● **DIRECTIONS**:
- A) Copy out the post on referrer spam word for word, in full.
- B) How many lines of the records contain the string "hand"? Case counts; reply with the number alone.

Referrer Spam Blitz
Well, I’ve pretty much given up on using my stats in any meaningful way. The referral spam I’m getting is simply too overwhelming. As I’ve stated before, the spammers don’t gain a damned thing–not a single link, no Google Juice, no benefit whatsoever, zilch. But that doesn’t stop them from sending massive amounts of referral spam. The top 107 “referring” pages in my stats are all spammers, the most prolific being a child porn site and some strange, undefined quasi-fanfic site; those 107 referrers slammed this site with 6,850 fake referrals in just two weeks. Only a tiny handful of the top 1000 referrers, responsible for over 20,000 hits on my site, are legitimate; hunting them down within the steaming morass of festering spam is hardly worth it.
Until the developers of AwStats (go ahead, tell them) take their heads out of the sand and finally realize that their product is worthless until they institute a simple spam filtering subroutine, I’m just going to have to do without stats except in the most limited of ways (like checking how many times a specific file was downloaded–for example, my brother’s fanfic novel, Harry Potter and the Veil of Mystery, is still enjoying about 160 downloads a month, half a year after I began offering it here). It’s too bad, stats are fun.

● **STORED DATA**:

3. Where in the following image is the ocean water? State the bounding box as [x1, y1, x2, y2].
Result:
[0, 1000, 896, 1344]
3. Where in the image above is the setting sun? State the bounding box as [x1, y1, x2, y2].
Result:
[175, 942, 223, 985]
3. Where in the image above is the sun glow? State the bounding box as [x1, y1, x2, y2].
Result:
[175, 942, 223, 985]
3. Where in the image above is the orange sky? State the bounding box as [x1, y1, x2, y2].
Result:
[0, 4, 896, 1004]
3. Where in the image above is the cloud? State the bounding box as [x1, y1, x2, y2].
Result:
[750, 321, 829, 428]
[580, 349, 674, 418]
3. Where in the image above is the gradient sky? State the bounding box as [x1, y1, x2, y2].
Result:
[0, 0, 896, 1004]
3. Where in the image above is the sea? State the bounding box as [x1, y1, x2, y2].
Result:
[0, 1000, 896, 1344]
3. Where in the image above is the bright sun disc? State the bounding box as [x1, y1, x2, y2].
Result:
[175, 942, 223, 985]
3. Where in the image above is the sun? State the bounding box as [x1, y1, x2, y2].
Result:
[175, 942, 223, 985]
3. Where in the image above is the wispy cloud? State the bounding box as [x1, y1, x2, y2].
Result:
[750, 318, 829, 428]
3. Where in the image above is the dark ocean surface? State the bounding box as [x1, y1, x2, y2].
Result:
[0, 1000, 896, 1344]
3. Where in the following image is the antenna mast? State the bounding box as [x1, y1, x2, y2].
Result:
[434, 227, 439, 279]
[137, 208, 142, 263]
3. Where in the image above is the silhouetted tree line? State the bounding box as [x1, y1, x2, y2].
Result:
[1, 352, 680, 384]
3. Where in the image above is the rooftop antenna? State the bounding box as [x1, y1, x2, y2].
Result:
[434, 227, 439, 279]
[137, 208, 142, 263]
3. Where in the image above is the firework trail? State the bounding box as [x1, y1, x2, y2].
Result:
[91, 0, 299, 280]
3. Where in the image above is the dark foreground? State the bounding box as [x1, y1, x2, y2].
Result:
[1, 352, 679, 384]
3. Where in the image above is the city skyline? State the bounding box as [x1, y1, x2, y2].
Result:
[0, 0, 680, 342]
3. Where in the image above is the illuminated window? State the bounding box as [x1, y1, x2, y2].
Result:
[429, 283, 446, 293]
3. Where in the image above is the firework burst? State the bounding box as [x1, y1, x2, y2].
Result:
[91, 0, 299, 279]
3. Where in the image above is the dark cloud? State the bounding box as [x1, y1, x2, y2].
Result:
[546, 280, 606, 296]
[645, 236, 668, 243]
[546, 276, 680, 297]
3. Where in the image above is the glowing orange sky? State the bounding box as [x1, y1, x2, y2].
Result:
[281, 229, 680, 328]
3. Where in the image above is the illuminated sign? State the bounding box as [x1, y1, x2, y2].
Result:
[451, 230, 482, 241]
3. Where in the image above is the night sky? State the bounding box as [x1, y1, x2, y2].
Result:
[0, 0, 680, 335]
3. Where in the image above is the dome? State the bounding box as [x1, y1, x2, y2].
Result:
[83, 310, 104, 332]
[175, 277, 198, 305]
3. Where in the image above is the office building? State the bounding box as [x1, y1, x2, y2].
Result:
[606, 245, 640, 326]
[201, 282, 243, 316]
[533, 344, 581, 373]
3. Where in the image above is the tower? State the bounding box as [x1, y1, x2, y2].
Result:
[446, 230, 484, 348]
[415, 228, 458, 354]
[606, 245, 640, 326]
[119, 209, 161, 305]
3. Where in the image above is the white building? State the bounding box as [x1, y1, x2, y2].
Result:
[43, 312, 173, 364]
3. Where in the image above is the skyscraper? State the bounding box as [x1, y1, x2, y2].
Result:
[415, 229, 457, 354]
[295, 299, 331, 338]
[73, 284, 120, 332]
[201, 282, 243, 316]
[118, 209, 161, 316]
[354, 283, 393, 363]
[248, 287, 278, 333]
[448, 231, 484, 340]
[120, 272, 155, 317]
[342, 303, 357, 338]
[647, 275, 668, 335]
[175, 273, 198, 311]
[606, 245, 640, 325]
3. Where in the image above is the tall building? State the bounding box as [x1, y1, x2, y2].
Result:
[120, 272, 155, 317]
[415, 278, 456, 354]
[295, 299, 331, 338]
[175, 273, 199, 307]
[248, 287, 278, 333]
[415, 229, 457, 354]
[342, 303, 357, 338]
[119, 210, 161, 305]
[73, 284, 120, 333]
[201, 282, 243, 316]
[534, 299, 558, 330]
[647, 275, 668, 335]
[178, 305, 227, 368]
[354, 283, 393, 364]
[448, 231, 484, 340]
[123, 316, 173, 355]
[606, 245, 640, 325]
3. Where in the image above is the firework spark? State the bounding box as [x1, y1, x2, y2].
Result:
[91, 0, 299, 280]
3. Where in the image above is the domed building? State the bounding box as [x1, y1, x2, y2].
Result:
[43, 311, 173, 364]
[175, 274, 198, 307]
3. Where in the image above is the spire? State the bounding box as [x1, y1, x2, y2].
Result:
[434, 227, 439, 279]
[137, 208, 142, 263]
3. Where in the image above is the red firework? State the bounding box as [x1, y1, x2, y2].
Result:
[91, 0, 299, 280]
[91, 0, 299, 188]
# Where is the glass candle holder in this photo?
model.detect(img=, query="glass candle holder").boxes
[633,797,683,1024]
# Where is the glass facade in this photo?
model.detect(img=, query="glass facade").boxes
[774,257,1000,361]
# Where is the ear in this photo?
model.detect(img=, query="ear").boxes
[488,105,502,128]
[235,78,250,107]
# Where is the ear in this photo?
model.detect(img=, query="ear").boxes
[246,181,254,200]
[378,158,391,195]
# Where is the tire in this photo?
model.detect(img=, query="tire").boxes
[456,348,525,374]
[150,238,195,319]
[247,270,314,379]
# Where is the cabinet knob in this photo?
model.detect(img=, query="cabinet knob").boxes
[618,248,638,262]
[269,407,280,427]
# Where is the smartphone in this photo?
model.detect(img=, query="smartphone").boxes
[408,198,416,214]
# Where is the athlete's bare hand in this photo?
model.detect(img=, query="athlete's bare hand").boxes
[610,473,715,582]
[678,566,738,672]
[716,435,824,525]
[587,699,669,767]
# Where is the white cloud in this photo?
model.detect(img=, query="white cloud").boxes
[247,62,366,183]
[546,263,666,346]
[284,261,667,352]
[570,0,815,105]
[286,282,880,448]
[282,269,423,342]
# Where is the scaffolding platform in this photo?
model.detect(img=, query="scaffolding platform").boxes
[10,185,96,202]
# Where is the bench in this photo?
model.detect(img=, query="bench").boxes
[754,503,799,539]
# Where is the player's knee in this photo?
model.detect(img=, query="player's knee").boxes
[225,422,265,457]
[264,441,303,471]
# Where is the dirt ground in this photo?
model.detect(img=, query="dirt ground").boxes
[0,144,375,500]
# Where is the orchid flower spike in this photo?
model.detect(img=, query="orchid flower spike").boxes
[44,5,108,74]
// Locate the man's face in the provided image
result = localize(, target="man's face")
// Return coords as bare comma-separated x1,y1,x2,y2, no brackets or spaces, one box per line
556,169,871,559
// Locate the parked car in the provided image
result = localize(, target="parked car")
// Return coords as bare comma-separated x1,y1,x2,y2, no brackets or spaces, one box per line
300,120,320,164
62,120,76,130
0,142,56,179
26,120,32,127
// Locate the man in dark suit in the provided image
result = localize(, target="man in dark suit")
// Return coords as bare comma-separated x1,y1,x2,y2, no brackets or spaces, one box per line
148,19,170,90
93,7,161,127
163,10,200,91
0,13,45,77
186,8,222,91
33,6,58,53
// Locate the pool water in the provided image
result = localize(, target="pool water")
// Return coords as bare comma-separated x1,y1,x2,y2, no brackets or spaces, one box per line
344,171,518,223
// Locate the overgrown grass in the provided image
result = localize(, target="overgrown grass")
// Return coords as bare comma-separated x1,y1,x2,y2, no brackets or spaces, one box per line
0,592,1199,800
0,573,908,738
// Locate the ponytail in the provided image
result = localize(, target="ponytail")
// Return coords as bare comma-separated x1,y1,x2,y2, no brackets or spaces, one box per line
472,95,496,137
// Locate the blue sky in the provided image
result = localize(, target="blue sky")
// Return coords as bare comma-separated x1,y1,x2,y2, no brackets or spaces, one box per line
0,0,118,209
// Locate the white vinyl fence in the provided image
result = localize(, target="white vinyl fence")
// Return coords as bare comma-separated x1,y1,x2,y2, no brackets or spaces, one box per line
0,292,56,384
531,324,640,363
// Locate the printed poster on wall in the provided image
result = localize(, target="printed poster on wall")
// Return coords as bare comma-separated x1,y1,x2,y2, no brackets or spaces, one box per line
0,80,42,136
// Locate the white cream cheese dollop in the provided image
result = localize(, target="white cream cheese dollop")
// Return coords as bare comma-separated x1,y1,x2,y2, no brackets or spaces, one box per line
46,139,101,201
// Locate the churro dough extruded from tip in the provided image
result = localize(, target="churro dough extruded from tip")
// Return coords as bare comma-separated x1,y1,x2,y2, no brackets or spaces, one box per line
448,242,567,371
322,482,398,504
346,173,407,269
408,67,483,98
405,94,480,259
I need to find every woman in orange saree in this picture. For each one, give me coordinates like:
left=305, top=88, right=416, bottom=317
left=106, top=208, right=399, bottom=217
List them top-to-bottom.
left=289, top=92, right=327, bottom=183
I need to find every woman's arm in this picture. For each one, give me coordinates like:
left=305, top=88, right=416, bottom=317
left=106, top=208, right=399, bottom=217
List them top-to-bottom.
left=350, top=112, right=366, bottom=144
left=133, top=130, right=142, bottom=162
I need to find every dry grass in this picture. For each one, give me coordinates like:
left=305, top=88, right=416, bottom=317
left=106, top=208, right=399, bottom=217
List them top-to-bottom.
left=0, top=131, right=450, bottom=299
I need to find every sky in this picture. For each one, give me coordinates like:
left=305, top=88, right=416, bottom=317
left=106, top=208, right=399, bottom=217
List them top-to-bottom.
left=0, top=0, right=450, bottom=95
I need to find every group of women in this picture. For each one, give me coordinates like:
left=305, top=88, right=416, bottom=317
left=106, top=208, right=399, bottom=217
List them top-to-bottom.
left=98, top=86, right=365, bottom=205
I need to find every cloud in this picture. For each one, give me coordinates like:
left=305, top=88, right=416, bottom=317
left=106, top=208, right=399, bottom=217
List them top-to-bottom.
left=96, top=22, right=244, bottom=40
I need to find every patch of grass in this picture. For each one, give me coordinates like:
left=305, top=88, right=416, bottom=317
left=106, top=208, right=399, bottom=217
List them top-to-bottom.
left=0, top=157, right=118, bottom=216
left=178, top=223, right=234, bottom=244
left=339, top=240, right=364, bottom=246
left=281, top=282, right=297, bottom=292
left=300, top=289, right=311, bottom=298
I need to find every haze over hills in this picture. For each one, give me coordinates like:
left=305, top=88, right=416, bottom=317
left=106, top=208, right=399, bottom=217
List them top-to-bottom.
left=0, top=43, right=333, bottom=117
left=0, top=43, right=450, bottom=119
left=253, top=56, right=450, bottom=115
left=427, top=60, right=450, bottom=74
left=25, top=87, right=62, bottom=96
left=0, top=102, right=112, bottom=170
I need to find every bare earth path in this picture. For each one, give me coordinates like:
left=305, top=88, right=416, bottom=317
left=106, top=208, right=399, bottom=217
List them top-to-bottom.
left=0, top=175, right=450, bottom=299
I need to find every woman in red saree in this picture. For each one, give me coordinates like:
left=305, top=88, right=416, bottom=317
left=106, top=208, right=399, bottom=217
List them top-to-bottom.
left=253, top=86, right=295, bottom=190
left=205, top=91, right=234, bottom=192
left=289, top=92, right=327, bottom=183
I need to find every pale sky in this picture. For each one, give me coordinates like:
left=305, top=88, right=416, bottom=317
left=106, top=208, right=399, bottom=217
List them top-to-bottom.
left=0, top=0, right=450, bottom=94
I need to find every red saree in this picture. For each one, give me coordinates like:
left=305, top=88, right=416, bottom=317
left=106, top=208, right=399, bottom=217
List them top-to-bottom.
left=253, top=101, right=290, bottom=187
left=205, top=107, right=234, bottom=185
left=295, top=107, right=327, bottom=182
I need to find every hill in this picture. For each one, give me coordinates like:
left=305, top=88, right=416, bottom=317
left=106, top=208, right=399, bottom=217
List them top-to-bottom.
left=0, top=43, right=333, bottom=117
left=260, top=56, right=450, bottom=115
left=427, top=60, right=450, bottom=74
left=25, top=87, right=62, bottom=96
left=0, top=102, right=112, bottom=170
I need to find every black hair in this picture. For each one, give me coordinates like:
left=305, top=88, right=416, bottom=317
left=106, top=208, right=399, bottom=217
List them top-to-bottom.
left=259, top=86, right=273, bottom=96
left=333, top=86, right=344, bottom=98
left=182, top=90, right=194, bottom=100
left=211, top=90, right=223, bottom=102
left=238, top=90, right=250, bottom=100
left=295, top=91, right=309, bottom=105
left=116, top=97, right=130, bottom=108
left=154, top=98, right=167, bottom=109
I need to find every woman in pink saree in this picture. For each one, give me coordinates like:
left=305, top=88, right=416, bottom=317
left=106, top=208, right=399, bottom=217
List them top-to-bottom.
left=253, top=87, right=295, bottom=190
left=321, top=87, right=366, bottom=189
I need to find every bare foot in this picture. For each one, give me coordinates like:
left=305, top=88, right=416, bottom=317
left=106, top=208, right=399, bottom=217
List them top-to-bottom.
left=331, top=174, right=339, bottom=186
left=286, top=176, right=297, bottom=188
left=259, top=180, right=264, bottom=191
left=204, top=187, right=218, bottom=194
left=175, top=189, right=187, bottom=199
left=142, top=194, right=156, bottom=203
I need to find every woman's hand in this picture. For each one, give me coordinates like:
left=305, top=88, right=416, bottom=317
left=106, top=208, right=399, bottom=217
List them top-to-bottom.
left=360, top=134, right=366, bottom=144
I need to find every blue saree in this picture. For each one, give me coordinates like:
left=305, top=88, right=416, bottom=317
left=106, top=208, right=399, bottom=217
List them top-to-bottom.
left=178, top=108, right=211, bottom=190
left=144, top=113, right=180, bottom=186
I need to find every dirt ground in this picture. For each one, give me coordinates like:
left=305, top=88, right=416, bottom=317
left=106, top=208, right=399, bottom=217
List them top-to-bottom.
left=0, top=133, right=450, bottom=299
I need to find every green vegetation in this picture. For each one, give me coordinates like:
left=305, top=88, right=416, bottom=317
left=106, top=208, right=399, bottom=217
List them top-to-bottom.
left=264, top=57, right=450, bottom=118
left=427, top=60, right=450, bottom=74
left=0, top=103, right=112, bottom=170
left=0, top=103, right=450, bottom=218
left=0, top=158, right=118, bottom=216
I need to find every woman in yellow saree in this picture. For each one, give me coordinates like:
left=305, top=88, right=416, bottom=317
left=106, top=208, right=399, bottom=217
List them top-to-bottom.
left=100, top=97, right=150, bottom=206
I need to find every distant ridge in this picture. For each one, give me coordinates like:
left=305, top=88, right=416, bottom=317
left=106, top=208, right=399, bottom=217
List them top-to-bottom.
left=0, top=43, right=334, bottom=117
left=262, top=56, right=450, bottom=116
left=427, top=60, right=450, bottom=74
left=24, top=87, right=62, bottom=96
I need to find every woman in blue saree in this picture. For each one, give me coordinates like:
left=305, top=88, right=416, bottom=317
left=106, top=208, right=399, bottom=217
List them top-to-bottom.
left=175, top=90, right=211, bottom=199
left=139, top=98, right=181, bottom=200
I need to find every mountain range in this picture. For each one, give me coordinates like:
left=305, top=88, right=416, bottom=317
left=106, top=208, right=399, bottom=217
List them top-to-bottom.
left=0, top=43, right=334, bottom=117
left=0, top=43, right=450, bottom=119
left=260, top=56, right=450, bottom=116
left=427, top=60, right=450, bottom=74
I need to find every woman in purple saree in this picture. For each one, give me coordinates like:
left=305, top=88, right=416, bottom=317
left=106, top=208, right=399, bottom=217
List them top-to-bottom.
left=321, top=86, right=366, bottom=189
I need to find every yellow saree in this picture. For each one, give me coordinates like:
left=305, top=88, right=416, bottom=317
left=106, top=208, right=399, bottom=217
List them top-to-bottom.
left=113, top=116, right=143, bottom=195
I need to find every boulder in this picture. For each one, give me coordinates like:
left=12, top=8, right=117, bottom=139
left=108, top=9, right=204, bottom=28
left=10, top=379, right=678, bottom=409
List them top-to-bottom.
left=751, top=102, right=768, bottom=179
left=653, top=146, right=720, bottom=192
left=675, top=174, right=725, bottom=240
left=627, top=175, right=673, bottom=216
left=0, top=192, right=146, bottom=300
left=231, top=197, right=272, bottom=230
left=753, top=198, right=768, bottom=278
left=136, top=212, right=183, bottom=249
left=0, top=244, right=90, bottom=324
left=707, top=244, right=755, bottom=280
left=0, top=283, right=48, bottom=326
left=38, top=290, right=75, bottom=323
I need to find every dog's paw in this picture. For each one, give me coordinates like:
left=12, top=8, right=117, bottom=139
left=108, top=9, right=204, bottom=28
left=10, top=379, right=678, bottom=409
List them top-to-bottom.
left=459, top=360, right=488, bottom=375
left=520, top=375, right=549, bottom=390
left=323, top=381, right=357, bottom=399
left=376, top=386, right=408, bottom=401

● **PER-TASK ANSWERS**:
- A)
Referrer Spam Blitz
Well, I’ve pretty much given up on using my stats in any meaningful way. The referral spam I’m getting is simply too overwhelming. As I’ve stated before, the spammers don’t gain a damned thing–not a single link, no Google Juice, no benefit whatsoever, zilch. But that doesn’t stop them from sending massive amounts of referral spam. The top 107 “referring” pages in my stats are all spammers, the most prolific being a child porn site and some strange, undefined quasi-fanfic site; those 107 referrers slammed this site with 6,850 fake referrals in just two weeks. Only a tiny handful of the top 1000 referrers, responsible for over 20,000 hits on my site, are legitimate; hunting them down within the steaming morass of festering spam is hardly worth it.
Until the developers of AwStats (go ahead, tell them) take their heads out of the sand and finally realize that their product is worthless until they institute a simple spam filtering subroutine, I’m just going to have to do without stats except in the most limited of ways (like checking how many times a specific file was downloaded–for example, my brother’s fanfic novel, Harry Potter and the Veil of Mystery, is still enjoying about 160 downloads a month, half a year after I began offering it here). It’s too bad, stats are fun.

- B) 3